**Aim:**
Rewrite the listing below with "every instance of" switched to "each occurrence of" wherever it occurs, changing nothing else. Leave the pictures out.

**Records for this exercise:**
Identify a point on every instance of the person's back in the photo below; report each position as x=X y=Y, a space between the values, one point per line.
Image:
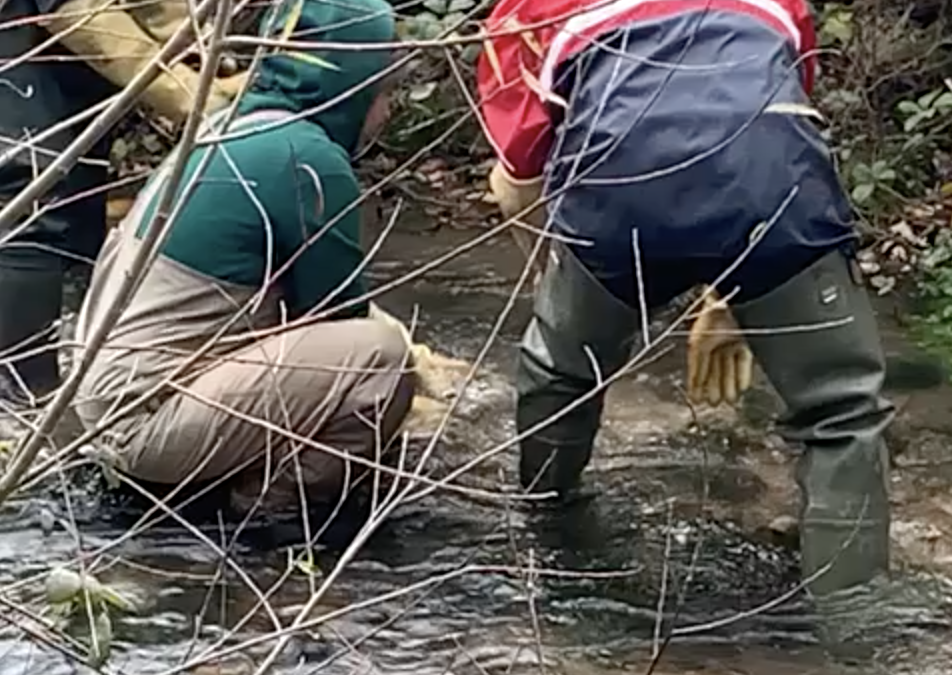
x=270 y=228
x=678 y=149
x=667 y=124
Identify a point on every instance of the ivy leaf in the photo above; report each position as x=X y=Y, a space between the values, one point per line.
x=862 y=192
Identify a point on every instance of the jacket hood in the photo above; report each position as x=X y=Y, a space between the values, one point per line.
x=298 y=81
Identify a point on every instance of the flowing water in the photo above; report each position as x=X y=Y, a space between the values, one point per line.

**Result:**
Identify a point on each occurrence of the person's back in the photo below; report each position as x=X y=Y, a space between the values, one point per line.
Image:
x=270 y=228
x=678 y=149
x=667 y=124
Identify a point on each occurrence of the ivy leaf in the photo above; report each position as x=X y=Y, a space between the values, one point per line.
x=862 y=192
Identify a point on each occurrence of the jacket hood in the photo above; report each position as x=X y=Y, a space between the values, one point per line.
x=298 y=81
Identify a point on each occurrence of the flowing water in the photo above; report each position as x=X y=Y, a space between the values, one point per line.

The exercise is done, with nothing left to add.